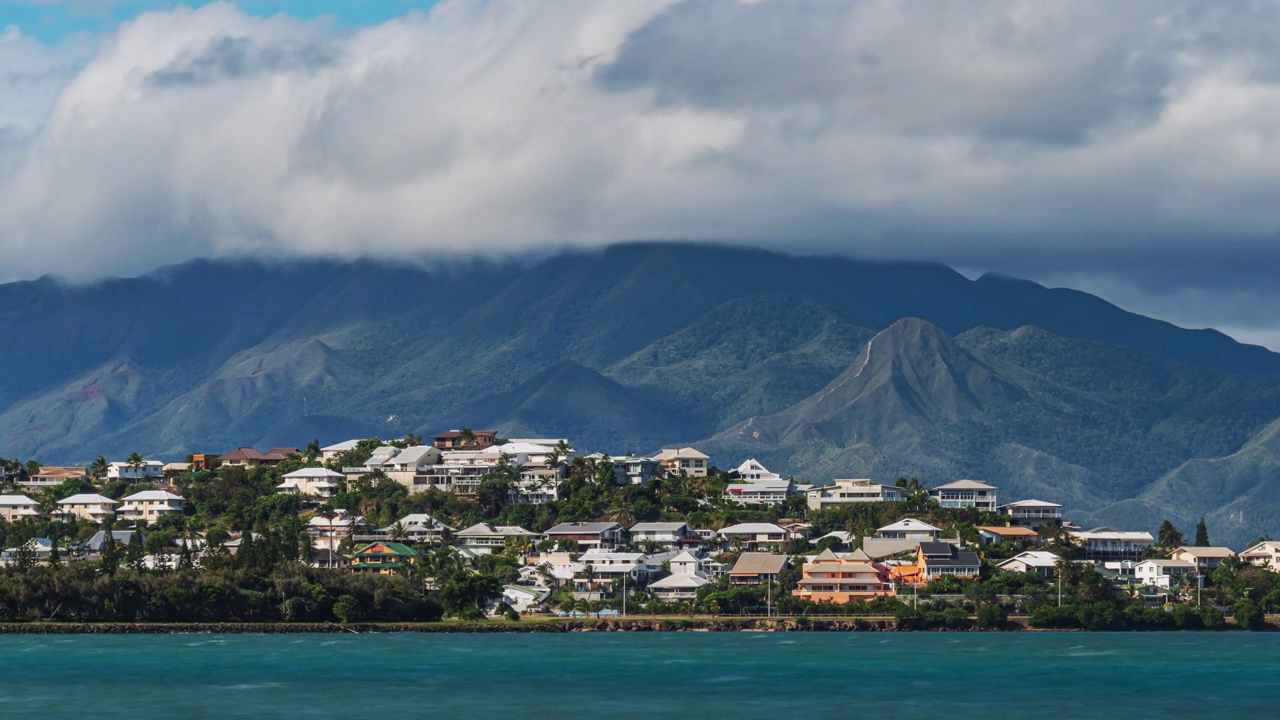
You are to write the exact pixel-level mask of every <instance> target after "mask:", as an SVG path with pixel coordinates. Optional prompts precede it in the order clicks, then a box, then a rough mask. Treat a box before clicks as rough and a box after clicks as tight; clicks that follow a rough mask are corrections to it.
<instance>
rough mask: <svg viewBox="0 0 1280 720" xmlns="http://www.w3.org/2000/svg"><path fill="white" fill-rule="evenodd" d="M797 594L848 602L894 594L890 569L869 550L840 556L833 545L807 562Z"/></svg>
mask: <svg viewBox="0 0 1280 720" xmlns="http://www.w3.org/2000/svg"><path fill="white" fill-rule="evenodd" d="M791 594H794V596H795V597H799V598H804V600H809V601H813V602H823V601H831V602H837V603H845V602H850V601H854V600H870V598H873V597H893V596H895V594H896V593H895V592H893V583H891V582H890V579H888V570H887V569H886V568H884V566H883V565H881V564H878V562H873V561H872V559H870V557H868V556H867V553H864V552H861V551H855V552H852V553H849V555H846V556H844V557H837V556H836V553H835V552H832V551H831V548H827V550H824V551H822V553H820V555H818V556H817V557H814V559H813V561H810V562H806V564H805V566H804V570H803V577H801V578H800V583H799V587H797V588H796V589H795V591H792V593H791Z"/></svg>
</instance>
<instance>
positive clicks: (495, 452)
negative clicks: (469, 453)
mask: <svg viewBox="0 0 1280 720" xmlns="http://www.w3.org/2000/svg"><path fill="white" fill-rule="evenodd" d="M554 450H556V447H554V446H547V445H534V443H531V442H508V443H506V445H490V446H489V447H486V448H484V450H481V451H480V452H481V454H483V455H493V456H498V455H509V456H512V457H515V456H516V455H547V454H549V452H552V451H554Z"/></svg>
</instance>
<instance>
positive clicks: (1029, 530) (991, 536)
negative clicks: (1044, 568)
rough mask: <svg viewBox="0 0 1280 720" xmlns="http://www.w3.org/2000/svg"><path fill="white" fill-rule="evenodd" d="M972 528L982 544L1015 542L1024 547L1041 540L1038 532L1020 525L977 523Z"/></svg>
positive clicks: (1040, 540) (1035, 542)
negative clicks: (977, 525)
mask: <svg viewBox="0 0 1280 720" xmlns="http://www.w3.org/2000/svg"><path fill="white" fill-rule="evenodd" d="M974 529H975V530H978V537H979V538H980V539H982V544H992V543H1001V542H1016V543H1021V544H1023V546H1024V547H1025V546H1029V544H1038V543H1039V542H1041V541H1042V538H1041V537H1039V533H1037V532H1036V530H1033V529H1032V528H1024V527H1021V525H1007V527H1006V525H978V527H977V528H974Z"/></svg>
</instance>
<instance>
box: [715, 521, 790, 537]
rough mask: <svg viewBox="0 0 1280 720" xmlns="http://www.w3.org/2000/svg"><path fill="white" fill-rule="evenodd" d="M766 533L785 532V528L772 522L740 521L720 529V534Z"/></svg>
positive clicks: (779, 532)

◆ Requirement ◆
Pull out every line above that contains the word "negative".

◆ Solution to this task ◆
negative clicks: (469, 453)
negative clicks: (1044, 568)
negative clicks: (977, 525)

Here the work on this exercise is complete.